Excerpt provided »
=== Begin Enclosure ===

Definitely, this album is about a lot of things, but it is also about gender, sexuality, and particularly masculinity, like my previous album, Flamboyant. It also extends beyond that and goes more political. It explores the manosphere that includes men’s rights, incels, men going their own way – those kinds of online communities that reject modern feminism and want to see a return to traditional gender roles and traditional masculinity, who feel like their identities are somehow under attack. That often gets coupled with other forms of reactionary politics. These things are present in our culture but are often swept under the rug, misunderstood or written off rather than analysed. Yet, those strange political strains helped allow Donald Trump to be elected.

These cis white heterosexual men feel disenfranchised, disempowered, and like the world is against them. The solution is to stop and think why those people feel that way, what is causing them to take on hateful ideas like anti-immigration or racism, or other forms of right-wing populism. The left could be better at this. We need to look at the causes of those ideologies in order to be able to combat them. It has to start from a place of empathy and understanding in order to be able to reach out and ultimately hope to heal, or convert people. I think that it’s actually very important to face head-on the things we don’t agree with rather than staying in echo chambers. Right now we’re seeing increasing political polarisation and social atomisation, where we all feel separate and fractured as a culture.

So, I think that that’s my political calling – to look at things critically but also with empathy, even towards something that is hateful and you don’t agree with. We have to understand the causes to be able to combat it.

=== End Enclosure ===

Problem details » Return the full passage on the album and masculinity, word for word. The entries have no connection to the passage on the album and masculinity.

Data supplied »
=== Begin Enclosure ===

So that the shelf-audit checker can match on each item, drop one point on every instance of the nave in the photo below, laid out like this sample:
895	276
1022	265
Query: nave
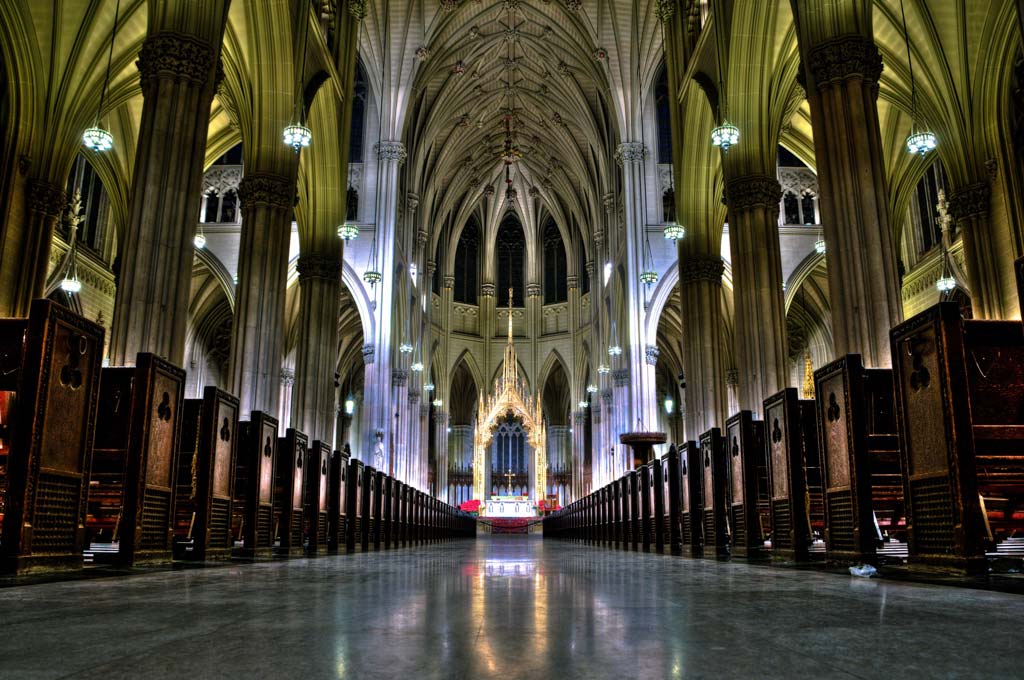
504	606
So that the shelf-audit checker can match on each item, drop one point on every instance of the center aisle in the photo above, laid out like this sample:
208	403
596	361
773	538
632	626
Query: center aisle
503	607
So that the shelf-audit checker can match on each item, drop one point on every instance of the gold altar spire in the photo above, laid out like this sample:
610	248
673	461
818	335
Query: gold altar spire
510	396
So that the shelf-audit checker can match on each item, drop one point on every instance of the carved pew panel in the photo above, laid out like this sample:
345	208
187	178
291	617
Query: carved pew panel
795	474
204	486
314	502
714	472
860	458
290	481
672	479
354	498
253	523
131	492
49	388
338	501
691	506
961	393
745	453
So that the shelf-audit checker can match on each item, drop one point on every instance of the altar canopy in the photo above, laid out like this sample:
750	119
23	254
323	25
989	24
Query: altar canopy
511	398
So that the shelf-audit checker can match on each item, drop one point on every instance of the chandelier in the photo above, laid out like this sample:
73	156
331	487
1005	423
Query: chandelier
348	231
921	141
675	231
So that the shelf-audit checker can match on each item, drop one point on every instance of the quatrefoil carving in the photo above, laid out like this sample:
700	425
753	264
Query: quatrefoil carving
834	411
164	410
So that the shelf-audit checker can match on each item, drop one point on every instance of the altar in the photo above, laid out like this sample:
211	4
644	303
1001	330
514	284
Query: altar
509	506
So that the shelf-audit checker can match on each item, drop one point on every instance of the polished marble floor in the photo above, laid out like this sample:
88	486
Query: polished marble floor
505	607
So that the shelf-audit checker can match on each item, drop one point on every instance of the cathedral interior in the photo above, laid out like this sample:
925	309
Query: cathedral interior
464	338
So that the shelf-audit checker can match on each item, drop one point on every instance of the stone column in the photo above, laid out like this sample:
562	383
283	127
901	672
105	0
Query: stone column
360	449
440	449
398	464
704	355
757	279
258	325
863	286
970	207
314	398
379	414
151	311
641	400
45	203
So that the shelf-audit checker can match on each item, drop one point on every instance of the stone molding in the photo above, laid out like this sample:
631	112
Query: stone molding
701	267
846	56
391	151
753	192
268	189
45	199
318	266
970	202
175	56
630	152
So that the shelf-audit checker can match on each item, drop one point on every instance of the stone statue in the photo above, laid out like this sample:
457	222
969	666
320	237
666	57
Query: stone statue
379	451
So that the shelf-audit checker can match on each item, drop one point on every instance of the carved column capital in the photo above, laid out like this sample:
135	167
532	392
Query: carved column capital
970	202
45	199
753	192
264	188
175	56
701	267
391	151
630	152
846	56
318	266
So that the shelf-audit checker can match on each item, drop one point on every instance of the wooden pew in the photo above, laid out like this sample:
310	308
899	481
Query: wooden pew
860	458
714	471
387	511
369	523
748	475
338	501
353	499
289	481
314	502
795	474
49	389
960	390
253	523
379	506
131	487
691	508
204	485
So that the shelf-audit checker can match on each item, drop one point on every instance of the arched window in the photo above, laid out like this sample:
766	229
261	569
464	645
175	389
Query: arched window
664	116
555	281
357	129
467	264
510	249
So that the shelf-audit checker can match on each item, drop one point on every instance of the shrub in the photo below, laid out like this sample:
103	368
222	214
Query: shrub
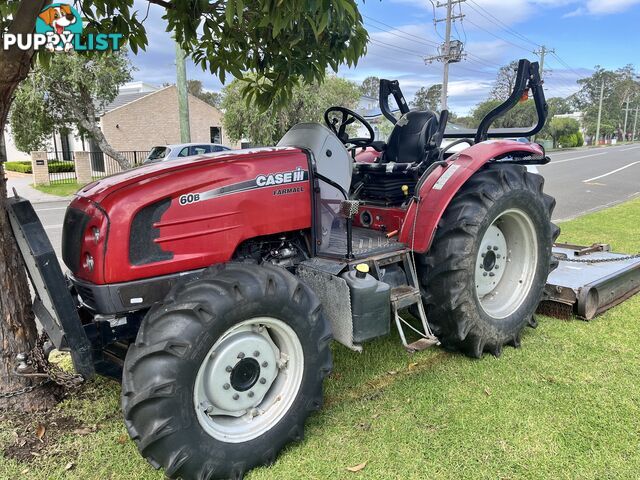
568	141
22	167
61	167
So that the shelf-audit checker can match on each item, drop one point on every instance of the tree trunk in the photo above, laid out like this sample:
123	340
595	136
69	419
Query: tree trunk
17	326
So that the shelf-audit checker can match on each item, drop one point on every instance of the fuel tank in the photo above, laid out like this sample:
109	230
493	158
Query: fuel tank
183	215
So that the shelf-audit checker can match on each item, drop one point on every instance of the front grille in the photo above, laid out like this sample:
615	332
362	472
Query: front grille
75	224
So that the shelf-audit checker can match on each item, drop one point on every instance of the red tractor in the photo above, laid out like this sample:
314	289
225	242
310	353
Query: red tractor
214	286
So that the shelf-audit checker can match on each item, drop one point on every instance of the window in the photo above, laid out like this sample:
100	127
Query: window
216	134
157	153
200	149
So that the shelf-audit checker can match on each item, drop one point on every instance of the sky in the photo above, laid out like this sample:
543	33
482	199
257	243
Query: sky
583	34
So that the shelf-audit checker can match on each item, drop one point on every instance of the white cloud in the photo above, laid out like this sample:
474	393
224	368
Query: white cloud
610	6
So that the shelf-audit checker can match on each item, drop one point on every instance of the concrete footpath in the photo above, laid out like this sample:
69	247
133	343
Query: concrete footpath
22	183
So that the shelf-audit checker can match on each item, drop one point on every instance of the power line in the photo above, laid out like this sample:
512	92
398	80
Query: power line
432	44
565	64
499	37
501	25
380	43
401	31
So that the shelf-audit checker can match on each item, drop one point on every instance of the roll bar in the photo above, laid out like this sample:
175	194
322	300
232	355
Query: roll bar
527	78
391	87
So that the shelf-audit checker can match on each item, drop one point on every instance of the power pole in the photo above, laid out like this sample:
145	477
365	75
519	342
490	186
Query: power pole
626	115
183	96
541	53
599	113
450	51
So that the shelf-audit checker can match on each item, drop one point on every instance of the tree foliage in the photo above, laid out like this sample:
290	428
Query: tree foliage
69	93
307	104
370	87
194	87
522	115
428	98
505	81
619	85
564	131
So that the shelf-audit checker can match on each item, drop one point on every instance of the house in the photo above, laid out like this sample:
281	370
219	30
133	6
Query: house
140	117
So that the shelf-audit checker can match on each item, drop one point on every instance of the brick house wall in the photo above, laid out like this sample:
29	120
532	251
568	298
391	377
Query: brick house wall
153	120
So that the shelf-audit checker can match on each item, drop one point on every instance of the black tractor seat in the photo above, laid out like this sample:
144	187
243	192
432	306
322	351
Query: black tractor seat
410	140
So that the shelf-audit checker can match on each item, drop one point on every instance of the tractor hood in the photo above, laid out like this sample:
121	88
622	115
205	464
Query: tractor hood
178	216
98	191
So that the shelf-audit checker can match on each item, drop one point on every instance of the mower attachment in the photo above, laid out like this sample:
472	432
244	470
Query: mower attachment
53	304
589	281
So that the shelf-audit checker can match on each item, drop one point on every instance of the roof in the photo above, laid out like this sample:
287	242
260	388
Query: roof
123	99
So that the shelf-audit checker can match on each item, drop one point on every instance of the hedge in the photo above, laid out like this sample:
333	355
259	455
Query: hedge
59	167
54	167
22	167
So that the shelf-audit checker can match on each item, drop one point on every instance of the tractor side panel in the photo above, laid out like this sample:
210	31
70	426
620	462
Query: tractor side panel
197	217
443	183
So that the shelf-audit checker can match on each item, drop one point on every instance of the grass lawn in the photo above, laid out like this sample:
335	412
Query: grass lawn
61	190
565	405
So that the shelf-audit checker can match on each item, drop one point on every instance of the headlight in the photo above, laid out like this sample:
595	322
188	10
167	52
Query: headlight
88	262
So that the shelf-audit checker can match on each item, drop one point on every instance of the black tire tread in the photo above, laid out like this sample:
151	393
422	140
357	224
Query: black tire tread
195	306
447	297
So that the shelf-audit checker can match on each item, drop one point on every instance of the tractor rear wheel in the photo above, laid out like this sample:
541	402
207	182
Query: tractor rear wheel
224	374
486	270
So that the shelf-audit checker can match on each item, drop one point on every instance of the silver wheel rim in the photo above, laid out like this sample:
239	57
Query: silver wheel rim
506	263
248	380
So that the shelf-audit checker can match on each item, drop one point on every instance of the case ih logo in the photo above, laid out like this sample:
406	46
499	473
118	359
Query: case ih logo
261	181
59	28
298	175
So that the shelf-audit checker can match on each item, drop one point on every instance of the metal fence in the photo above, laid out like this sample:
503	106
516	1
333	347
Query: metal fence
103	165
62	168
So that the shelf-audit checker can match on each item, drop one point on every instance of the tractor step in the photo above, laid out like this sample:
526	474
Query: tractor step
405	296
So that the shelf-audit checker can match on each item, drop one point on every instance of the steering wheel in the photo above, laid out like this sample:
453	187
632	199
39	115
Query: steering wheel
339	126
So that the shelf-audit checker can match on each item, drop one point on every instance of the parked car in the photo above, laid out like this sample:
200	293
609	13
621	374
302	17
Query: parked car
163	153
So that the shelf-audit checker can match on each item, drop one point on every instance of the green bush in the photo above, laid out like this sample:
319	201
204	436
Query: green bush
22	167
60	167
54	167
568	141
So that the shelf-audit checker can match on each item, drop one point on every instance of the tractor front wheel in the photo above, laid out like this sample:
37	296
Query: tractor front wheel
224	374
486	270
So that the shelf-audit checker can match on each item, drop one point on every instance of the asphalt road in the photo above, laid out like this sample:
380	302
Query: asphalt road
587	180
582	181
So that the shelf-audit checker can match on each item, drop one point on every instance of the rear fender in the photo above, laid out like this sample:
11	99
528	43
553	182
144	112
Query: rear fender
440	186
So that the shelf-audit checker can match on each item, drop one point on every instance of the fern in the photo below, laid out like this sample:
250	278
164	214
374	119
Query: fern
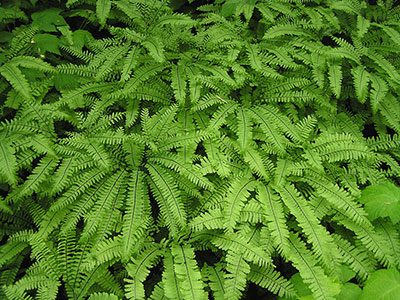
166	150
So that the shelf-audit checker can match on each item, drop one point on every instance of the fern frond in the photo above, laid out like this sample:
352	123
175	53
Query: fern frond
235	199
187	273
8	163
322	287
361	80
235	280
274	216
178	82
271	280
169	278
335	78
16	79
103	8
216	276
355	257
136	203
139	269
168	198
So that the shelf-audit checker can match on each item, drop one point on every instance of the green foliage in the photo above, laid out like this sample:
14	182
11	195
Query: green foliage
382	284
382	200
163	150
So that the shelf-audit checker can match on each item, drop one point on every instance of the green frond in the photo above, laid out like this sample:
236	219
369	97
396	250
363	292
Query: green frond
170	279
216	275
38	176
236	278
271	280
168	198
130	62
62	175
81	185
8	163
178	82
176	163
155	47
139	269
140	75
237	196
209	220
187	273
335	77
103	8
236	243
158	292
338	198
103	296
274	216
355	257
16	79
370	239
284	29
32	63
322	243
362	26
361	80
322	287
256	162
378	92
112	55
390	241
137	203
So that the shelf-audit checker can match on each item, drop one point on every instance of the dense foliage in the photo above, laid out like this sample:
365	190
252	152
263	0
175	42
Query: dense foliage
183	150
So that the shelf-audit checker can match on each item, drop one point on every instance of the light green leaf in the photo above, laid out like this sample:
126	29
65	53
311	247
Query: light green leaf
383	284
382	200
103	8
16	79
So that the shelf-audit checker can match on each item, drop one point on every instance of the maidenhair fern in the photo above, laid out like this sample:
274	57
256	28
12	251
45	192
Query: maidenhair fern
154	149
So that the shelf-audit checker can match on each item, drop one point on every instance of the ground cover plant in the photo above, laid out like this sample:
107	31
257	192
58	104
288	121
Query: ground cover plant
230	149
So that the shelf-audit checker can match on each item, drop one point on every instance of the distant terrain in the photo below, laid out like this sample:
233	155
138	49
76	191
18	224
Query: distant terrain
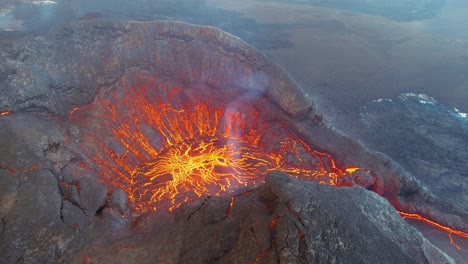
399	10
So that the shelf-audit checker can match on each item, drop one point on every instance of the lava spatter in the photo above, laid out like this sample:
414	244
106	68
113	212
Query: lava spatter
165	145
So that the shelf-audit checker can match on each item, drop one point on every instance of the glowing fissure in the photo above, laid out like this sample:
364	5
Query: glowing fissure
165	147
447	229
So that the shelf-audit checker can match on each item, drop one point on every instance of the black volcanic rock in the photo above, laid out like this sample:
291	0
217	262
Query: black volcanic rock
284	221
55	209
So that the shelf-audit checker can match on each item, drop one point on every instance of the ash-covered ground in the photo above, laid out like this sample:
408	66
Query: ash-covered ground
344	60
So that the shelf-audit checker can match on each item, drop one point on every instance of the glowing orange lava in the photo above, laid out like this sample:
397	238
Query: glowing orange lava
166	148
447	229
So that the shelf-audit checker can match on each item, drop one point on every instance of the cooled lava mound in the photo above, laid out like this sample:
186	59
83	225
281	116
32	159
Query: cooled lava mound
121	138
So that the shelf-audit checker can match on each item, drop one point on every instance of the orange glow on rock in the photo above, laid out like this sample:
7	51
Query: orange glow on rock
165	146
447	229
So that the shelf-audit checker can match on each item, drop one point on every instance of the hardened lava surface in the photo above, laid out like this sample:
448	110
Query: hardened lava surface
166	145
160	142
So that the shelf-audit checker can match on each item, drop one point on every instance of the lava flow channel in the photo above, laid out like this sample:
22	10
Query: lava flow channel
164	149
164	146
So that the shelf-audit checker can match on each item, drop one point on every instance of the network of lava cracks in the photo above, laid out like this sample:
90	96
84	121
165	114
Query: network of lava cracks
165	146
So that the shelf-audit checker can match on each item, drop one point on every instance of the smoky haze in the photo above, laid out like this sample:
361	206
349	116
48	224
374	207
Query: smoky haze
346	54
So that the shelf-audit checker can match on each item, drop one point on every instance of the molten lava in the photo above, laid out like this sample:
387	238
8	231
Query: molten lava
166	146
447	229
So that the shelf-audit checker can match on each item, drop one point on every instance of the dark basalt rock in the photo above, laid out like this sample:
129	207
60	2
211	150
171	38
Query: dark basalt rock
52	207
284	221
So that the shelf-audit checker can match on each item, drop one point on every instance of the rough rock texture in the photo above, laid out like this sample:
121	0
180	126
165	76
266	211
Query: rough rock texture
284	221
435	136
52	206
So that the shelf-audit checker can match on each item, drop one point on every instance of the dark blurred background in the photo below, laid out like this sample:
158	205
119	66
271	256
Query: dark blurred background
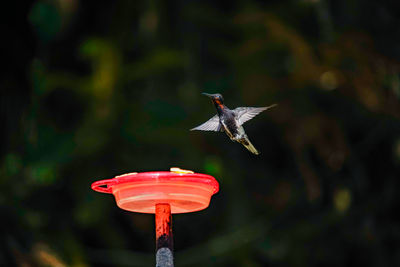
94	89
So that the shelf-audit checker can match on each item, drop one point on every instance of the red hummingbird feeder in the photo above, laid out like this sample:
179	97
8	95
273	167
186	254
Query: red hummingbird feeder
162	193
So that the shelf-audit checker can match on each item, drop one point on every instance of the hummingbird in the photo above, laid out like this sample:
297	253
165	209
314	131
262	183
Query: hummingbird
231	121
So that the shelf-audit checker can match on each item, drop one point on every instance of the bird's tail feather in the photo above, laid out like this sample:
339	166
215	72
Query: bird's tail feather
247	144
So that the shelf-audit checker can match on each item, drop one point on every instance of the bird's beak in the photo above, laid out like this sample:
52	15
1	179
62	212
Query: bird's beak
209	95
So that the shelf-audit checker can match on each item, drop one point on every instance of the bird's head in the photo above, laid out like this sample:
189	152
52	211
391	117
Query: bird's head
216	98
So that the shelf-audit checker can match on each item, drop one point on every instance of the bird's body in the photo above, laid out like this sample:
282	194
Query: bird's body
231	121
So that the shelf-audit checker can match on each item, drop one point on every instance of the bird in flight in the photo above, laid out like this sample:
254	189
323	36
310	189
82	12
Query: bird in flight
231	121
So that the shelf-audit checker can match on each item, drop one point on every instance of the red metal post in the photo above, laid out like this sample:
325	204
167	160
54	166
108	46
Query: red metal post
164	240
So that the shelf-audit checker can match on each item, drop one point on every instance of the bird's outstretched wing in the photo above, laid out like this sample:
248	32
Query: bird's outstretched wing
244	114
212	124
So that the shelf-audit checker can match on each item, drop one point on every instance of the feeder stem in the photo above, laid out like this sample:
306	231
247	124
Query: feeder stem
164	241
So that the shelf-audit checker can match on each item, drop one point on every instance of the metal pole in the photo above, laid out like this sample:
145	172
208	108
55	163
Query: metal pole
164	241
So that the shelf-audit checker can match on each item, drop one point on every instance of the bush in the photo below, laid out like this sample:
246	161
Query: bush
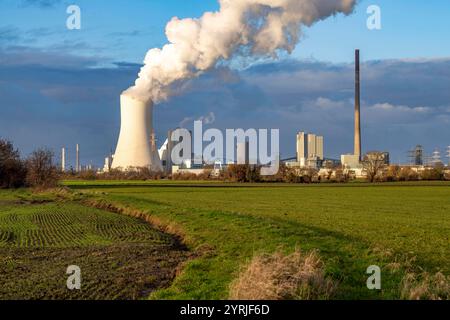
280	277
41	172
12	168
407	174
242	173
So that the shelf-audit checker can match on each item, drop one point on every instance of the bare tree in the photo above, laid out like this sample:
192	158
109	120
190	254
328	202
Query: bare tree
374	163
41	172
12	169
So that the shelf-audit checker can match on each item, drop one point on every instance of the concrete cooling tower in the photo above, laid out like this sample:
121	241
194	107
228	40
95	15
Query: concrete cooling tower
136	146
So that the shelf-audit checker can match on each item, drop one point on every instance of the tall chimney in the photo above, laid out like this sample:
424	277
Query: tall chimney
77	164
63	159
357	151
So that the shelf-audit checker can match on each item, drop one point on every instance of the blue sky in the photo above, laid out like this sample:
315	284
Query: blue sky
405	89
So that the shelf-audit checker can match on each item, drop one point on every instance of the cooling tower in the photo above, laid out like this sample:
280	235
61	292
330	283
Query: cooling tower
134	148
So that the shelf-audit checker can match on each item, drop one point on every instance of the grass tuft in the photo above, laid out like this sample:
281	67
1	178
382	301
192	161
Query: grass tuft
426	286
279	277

=== End Enclosure ===

Written response »
Definitely, this album is about a lot of things, but it is also about gender, sexuality, and particularly masculinity, like my previous album, Flamboyant. It also extends beyond that and goes more political. It explores the manosphere that includes men’s rights, incels, men going their own way – those kinds of online communities that reject modern feminism and want to see a return to traditional gender roles and traditional masculinity, who feel like their identities are somehow under attack. That often gets coupled with other forms of reactionary politics. These things are present in our culture but are often swept under the rug, misunderstood or written off rather than analysed. Yet, those strange political strains helped allow Donald Trump to be elected.

These cis white heterosexual men feel disenfranchised, disempowered, and like the world is against them. The solution is to stop and think why those people feel that way, what is causing them to take on hateful ideas like anti-immigration or racism, or other forms of right-wing populism. The left could be better at this. We need to look at the causes of those ideologies in order to be able to combat them. It has to start from a place of empathy and understanding in order to be able to reach out and ultimately hope to heal, or convert people. I think that it’s actually very important to face head-on the things we don’t agree with rather than staying in echo chambers. Right now we’re seeing increasing political polarisation and social atomisation, where we all feel separate and fractured as a culture.

So, I think that that’s my political calling – to look at things critically but also with empathy, even towards something that is hateful and you don’t agree with. We have to understand the causes to be able to combat it.